# [DOCUMENT]
MVC champion
- Conference: Missouri Valley Conference
- Record: 6–1–1 (5–1 MVC)
- Head coach: Gwinn Henry (3rd season);
- Captain: Sam Whiteman
- Home stadium: Rollins Field

= 1925 Missouri Tigers football team =

American college football season

The 1925 Missouri Tigers football team was an American football team that represented the University of Missouri in the Missouri Valley Conference (MVC) during the 1925 college football season. The team compiled a 6–1–1 record (5–1 against Missouri Valley opponents), won the Missouri Valley championship, and outscored all opponents by a combined total of 110 to 44. The team was ranked No. 5 in the nation in the Dickinson System ratings released in January 1926. Gwinn Henry was the head coach for the third of nine seasons.

This was the final season for the team playing its home games at Rollins Field in Columbia, Missouri, before moving to Memorial Stadium the following season.

# [RECORDED INFORMATION]
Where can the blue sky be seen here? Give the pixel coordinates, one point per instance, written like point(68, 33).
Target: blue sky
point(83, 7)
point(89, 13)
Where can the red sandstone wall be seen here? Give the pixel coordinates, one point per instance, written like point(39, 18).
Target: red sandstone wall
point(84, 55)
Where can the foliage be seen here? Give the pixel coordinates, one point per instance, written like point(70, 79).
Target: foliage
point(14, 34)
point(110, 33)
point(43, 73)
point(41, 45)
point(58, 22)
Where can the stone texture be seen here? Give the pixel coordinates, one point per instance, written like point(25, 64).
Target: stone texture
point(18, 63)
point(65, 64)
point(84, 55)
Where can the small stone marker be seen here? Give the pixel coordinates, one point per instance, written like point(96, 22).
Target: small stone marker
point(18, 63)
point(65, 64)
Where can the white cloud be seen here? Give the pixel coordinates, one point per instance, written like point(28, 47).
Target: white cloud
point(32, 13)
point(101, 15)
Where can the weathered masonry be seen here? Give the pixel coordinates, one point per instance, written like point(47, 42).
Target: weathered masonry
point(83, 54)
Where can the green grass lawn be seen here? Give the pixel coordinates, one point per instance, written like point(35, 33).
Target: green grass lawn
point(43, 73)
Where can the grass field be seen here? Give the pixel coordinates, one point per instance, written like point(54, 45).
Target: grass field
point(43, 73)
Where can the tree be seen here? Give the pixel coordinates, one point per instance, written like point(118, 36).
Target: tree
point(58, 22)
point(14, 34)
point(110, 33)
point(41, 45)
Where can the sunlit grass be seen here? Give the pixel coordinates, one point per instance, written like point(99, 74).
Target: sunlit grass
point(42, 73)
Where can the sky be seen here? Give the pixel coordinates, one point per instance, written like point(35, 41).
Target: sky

# [TASK TO COMPLETE]
Return the 1925 Missouri Tigers football text in full, reproduced verbatim from its first line to its last.

# [OUTPUT FOR THIS EXERCISE]
MVC champion
- Conference: Missouri Valley Conference
- Record: 6–1–1 (5–1 MVC)
- Head coach: Gwinn Henry (3rd season);
- Captain: Sam Whiteman
- Home stadium: Rollins Field

= 1925 Missouri Tigers football team =

American college football season

The 1925 Missouri Tigers football team was an American football team that represented the University of Missouri in the Missouri Valley Conference (MVC) during the 1925 college football season. The team compiled a 6–1–1 record (5–1 against Missouri Valley opponents), won the Missouri Valley championship, and outscored all opponents by a combined total of 110 to 44. The team was ranked No. 5 in the nation in the Dickinson System ratings released in January 1926. Gwinn Henry was the head coach for the third of nine seasons.

This was the final season for the team playing its home games at Rollins Field in Columbia, Missouri, before moving to Memorial Stadium the following season.